-- Begin Data for this exercise --

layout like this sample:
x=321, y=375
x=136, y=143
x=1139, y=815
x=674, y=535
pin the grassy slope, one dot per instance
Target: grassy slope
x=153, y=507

-- End Data for this exercise --

* [The task]: Copy every one of the rows above word for word, line by line, with no changes.

* [Worked solution]:
layout like this sample:
x=321, y=375
x=136, y=143
x=1139, y=815
x=674, y=535
pin the grassy slope, one dot per instance
Target: grassy slope
x=153, y=507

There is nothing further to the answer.